All of the data beneath this instruction is to be transcribed word for word.

▸ RECORDS
==========

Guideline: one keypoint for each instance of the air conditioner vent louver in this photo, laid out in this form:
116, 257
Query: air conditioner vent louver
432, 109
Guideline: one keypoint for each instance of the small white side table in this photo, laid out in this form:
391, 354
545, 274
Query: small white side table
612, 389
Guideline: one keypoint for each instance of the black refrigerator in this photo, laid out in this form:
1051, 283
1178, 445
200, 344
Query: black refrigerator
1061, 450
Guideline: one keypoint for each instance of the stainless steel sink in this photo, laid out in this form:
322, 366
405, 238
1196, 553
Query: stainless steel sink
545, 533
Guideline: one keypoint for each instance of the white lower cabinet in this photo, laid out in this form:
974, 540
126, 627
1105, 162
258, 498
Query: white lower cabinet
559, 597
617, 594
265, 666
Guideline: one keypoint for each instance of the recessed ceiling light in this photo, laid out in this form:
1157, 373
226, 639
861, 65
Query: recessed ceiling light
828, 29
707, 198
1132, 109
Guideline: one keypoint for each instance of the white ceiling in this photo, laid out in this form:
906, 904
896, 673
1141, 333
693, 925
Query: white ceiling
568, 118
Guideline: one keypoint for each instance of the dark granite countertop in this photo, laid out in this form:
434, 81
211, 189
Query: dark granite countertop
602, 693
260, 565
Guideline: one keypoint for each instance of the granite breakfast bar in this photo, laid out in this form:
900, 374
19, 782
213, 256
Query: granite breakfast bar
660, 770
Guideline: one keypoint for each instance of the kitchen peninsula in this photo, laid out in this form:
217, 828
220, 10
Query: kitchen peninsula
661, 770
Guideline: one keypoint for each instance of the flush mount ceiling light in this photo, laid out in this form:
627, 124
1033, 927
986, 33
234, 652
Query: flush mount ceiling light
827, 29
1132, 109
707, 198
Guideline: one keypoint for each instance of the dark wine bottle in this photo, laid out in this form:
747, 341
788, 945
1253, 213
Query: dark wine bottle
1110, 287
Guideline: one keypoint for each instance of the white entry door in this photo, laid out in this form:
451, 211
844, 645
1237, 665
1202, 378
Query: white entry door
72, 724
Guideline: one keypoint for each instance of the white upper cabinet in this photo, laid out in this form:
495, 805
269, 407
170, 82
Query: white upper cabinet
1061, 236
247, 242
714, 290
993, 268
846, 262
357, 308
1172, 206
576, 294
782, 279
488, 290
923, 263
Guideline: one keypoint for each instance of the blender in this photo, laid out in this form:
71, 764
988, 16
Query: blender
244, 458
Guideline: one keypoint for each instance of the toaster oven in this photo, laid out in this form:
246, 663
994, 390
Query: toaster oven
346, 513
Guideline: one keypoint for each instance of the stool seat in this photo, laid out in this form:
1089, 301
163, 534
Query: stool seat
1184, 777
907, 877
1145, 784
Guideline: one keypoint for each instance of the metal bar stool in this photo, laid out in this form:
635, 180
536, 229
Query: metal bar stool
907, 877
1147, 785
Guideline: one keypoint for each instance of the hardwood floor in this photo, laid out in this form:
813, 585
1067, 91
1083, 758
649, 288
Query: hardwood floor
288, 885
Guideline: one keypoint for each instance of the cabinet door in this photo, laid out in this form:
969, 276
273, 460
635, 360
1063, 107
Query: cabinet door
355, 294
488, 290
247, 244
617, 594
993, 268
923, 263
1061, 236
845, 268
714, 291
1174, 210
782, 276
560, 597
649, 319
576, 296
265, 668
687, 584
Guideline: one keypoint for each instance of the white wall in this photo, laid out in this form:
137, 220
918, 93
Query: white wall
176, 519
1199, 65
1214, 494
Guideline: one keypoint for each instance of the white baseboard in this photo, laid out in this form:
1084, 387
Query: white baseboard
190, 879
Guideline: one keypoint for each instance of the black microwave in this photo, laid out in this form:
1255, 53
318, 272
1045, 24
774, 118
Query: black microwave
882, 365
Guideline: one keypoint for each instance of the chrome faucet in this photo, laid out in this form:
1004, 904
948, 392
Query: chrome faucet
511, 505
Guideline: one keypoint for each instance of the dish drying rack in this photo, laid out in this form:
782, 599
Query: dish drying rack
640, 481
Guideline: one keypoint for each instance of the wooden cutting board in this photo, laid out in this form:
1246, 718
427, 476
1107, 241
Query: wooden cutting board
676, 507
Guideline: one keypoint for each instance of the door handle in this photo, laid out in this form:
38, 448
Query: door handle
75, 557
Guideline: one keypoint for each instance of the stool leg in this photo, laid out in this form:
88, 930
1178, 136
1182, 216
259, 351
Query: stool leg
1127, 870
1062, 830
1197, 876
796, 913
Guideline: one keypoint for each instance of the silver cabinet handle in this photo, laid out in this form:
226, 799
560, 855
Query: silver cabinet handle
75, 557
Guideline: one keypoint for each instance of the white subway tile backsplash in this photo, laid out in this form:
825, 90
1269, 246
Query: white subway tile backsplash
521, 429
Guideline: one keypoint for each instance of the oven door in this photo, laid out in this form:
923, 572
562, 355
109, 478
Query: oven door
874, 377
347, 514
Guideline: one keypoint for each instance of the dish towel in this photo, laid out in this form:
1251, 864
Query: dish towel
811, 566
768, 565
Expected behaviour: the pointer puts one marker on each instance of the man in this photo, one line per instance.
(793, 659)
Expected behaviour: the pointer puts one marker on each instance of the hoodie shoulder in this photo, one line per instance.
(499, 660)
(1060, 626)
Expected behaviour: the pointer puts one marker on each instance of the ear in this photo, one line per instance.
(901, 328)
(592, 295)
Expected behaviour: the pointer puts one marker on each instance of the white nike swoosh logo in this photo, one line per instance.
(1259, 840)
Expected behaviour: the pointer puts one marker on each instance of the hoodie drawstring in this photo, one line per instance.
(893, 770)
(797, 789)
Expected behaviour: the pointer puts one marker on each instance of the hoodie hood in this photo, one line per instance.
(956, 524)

==========

▸ ANSWER TO THIS TASK
Guideline: one keypoint for each instance of the air conditioner vent louver in this photo, laid out in this form:
116, 257
Query: air conditioner vent louver
432, 109
Guideline: one keypoint for each instance of the small white side table in this photo, laid out in this form:
391, 354
545, 274
Query: small white side table
612, 389
Guideline: one keypoint for each instance of the black refrigerator in this photo, laid out in this form:
1051, 283
1178, 445
200, 344
Query: black refrigerator
1061, 450
Guideline: one keypoint for each instance of the stainless steel sink in this photo, laid out in this form:
322, 366
405, 238
1196, 553
Query: stainless steel sink
545, 533
Guideline: one keypoint for each instance of the white lower cabinet in this photo, laid out in this form:
974, 540
126, 627
1105, 162
258, 498
Query: white lower cabinet
559, 597
617, 594
265, 666
Guideline: one keypoint for each instance of the recessed ceiling light in this photo, laid out in this form:
1157, 373
226, 639
861, 65
Query: recessed ceiling light
828, 29
707, 198
1132, 109
Guideline: one keypoint for each instance of the white ceiling in this photo, laid out in this form:
906, 904
896, 673
1141, 333
693, 925
Query: white ceiling
568, 118
Guideline: one keypoint for each instance of the dark granite countertop in this photo, laid out in this form:
434, 81
211, 189
Query: dark granite countertop
602, 693
260, 565
Guideline: one keypoint for each instance of the granite breakfast bar in this photo, laid out in this form:
900, 374
19, 782
213, 256
Query: granite breakfast bar
660, 770
Guideline: one keypoint for each instance of the kitchen peninsula in this photo, laid out in this form:
217, 828
220, 10
Query: kitchen peninsula
661, 770
Guideline: one keypoint for each instance of the flush mount ceiling light in this photo, laid out in this form:
627, 124
1033, 927
986, 33
234, 652
Query: flush mount ceiling light
827, 29
1132, 109
707, 198
Guideline: one keypoint for each instance of the dark wine bottle in this photo, laid out in this form:
747, 341
788, 945
1253, 213
Query: dark wine bottle
1110, 287
Guideline: one keypoint for each instance of the white entry door in this photo, laid out in this form:
451, 211
844, 645
1237, 665
1202, 378
Query: white entry door
72, 724
Guideline: one keypoint for each instance of the white upper cabinet in this photo, laid out in this form:
495, 805
269, 407
170, 82
Query: white upper cabinet
1061, 236
247, 242
714, 290
993, 268
846, 262
357, 308
1172, 206
576, 294
782, 279
488, 290
923, 263
Guideline: one keypoint for each instance of the blender in this photo, laid out in this form:
71, 764
988, 16
Query: blender
244, 458
Guideline: one keypoint for each instance of the toaster oven in this photo, laid out in this form:
246, 663
994, 390
Query: toaster oven
346, 513
Guideline: one keypoint for each instance of the stool seat in this photo, laid out in this form:
1089, 301
163, 534
Query: stool seat
1184, 777
907, 877
1145, 784
Guideline: one keypoint for each instance of the metal bar stool in this photo, laid out in this form:
635, 180
536, 229
Query: metal bar stool
907, 877
1147, 785
Guideline: one keypoint for each instance of the hardwood floor in this photo, laid out in this form:
813, 585
1067, 91
1083, 758
649, 288
Query: hardwood floor
288, 885
Guideline: one keypoint for each instance of the cabinet door in this photo, laid out in this form:
969, 276
273, 460
635, 360
1063, 107
Query: cabinet door
355, 294
488, 290
247, 244
617, 594
993, 268
923, 263
1061, 236
845, 268
714, 291
1174, 210
782, 276
560, 597
649, 319
576, 296
265, 668
687, 584
Guideline: one keypoint for each instance of the white wall in this photo, laid out in this form:
137, 220
918, 93
Query: white wall
176, 519
1199, 65
1214, 494
Guideline: one keypoint for each instance of the white baseboard in this photo, laid out in this form:
1084, 387
Query: white baseboard
190, 879
Guideline: one keypoint for each instance of the black microwave in this photo, laid out in this form:
1255, 53
318, 272
1045, 24
774, 118
Query: black microwave
882, 365
Guideline: one keypoint for each instance of the chrome faucet in this photo, laid out in this form:
1004, 904
948, 392
Query: chrome faucet
511, 505
Guideline: one keypoint for each instance of the dish drying rack in this photo, laid out in this form:
782, 599
Query: dish drying rack
640, 481
Guideline: one keypoint for each instance of the wooden cutting board in this photo, laid out in this form:
1246, 718
427, 476
1107, 241
Query: wooden cutting board
676, 507
Guideline: one keypoint for each instance of the door handle in this photo, laid out in this form:
38, 448
Query: door handle
75, 557
Guideline: one keypoint for each instance of the stool leg in this photo, laid out in this form:
88, 930
1178, 136
1182, 216
259, 351
Query: stool leg
1127, 870
1062, 830
1197, 876
796, 913
Guideline: one keypoint for each instance of the silver cabinet handle in this photo, laid out in this form:
226, 799
560, 855
Query: silver cabinet handle
75, 557
Guideline: one keypoint for each instance of the white subway tile backsplash in this photo, laid out in this form:
825, 90
1269, 246
Query: white subway tile backsplash
521, 429
Guideline: one keypoint for each instance of the oven door in this photo, laid out in this form:
923, 572
562, 355
109, 478
Query: oven door
874, 377
347, 514
Guideline: one keypoint for each instance of the dish towel in this photo, laid out in this form:
1251, 864
Query: dish towel
811, 566
768, 565
Expected behaviour: the pointer puts one marker on each instance of the man in this photo, one line per instance.
(793, 659)
Expected behaviour: the pointer puts one marker on each instance of the hoodie shoulder in this photo, one line per instance.
(499, 660)
(1060, 626)
Expected behaviour: the pointer puts one marker on each instance of the ear in this photo, one line per instance.
(901, 328)
(592, 295)
Expected behaviour: the pointer puts one marker on each instance of the white nike swoosh logo in this photo, one line per instance.
(1259, 840)
Expected behaviour: the pointer puts one marker on each instance of the hoodie drawstring in this photo, one line per instance.
(893, 770)
(797, 789)
Expected behaviour: the pointer puts one marker on each instance of the hoodie hood in this photo, one line per instance.
(956, 524)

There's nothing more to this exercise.